* WHAT THE EXERCISE ASKS *
Every record here should be printed again exactly.

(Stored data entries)
○ ○ ○
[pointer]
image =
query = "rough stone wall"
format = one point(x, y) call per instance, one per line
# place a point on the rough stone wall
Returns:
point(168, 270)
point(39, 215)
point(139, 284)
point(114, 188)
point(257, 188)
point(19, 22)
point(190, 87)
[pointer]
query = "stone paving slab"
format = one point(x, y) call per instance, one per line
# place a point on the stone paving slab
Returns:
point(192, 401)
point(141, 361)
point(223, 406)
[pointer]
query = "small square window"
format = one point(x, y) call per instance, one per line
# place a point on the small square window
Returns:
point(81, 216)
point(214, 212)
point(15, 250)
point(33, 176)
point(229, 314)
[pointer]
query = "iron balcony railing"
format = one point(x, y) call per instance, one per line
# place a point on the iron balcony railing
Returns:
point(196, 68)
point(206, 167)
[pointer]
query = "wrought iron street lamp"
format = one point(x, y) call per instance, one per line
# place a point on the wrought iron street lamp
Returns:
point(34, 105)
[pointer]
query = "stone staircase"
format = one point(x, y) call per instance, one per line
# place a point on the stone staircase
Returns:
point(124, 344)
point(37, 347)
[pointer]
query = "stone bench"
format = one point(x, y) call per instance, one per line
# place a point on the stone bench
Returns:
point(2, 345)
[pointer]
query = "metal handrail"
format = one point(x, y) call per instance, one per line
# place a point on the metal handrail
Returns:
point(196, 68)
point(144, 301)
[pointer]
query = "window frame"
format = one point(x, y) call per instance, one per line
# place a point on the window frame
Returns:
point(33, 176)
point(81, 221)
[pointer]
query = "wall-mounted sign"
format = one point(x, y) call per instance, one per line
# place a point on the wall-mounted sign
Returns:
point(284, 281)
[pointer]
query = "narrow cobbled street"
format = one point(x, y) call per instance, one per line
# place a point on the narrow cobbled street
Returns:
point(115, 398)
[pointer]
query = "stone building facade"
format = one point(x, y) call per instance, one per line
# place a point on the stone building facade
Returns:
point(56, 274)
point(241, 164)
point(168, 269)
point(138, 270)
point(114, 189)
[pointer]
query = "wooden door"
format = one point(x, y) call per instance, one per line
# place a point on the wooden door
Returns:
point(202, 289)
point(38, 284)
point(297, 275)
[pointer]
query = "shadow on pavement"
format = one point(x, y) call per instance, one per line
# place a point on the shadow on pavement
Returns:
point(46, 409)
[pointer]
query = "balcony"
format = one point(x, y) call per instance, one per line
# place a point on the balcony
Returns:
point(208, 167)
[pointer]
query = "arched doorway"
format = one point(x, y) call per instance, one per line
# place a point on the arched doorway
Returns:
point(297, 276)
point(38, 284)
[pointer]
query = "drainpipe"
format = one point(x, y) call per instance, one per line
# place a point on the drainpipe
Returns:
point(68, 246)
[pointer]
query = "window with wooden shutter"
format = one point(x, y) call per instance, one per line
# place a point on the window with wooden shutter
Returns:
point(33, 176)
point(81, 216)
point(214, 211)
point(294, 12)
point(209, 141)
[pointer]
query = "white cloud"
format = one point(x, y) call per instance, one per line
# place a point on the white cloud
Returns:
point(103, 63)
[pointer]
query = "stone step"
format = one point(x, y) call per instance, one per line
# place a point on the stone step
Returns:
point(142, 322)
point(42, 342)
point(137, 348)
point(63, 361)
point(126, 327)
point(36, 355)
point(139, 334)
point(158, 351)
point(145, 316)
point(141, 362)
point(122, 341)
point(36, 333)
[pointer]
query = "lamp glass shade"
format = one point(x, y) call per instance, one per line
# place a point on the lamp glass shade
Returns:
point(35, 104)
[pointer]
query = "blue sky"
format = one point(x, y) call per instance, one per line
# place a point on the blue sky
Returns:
○ ○ ○
* SOLUTION TO THIS EXERCISE *
[pointer]
image =
query = "rough stone wall"
format = one point(x, y) call per instance, one per line
# place a point on the rough stone wall
Returns:
point(168, 270)
point(39, 215)
point(139, 284)
point(114, 188)
point(257, 188)
point(19, 22)
point(190, 87)
[pointer]
query = "stone paving slab"
format = one point(x, y) call per instance, one per line
# place a point on the stone paving slab
Returns:
point(192, 401)
point(141, 361)
point(223, 406)
[pointer]
query = "small square window"
format = one point(x, y) call per instance, one per line
# place a point on the small square window
Returns:
point(81, 216)
point(214, 212)
point(15, 250)
point(33, 176)
point(229, 314)
[pointer]
query = "iron balcony railing"
format = one point(x, y) call per instance, one per line
# place a point on the iron balcony railing
Returns:
point(196, 68)
point(206, 167)
[pointer]
query = "wrought iron street lamp"
format = one point(x, y) call per instance, one per line
# place a point on the wrought iron street lamp
Returns:
point(34, 105)
[pointer]
query = "stone staircase"
format = one point(x, y) call per instance, one per line
# place a point on the stone staircase
Returns:
point(124, 344)
point(37, 347)
[pointer]
query = "stone bench"
format = one point(x, y) call per instance, one per line
# place a point on the stone bench
Returns:
point(2, 345)
[pointer]
query = "metal handrail"
format = one point(x, y) call per instance, one per line
# place a point on the metal handrail
Returns:
point(196, 68)
point(144, 301)
[pointer]
query = "window frame"
format = one point(x, y) call per instance, one per line
# place a point on the window frame
Returns:
point(33, 176)
point(81, 221)
[pointer]
query = "wall-mounted sign"
format = one point(x, y) call per instance, one per line
# place a point on the wall-mounted sign
Returns:
point(284, 281)
[pointer]
query = "narrow cobbled street"
format = one point(x, y) call per instance, one per line
# place a point on the narrow cobbled street
Returns:
point(115, 398)
[pointer]
query = "stone building facade"
format = one point(x, y) call per instance, one per line
# place a point on the stone building facade
Returns:
point(56, 274)
point(241, 164)
point(168, 269)
point(138, 270)
point(114, 189)
[pointer]
query = "wooden door"
format = one point(x, y) call per instance, one per line
# place a point on the wooden door
Returns:
point(202, 289)
point(38, 284)
point(297, 275)
[pointer]
query = "shadow on pavement"
format = one point(x, y) call per instance, one per line
# place a point on the shadow on pavement
Returns:
point(46, 409)
[pointer]
query = "balcony"
format = one point(x, y) call per instance, one per line
# place a point on the balcony
Returns:
point(208, 167)
[pointer]
query = "arched doorway"
format = one point(x, y) call per instance, one per line
# place a point on the arched doorway
Returns:
point(297, 276)
point(38, 284)
[pointer]
query = "drainpipe"
format = one point(x, y) call per instance, one per line
# place a point on the drainpipe
Returns:
point(68, 246)
[pointer]
query = "window with wooden shutter"
format = one point(x, y) call per instance, one per line
# place a point on the window with wooden shutter
Returns:
point(33, 176)
point(81, 216)
point(214, 211)
point(294, 12)
point(209, 141)
[pointer]
query = "white cloud"
format = one point(x, y) call per instance, one per line
# place a point on the white cloud
Returns:
point(103, 63)
[pointer]
query = "stone step"
format = one point(x, y) call per instance, one per line
# place a point on the stone step
Returns:
point(142, 322)
point(42, 342)
point(137, 348)
point(63, 361)
point(126, 327)
point(36, 355)
point(139, 334)
point(158, 351)
point(145, 316)
point(141, 362)
point(122, 341)
point(36, 333)
[pointer]
query = "lamp glass shade"
format = one point(x, y) call per instance, one per line
# place a point on the lamp glass shade
Returns:
point(35, 104)
[pointer]
query = "blue sky"
format = one point(x, y) call per instance, one per line
# place a point on the blue sky
Returns:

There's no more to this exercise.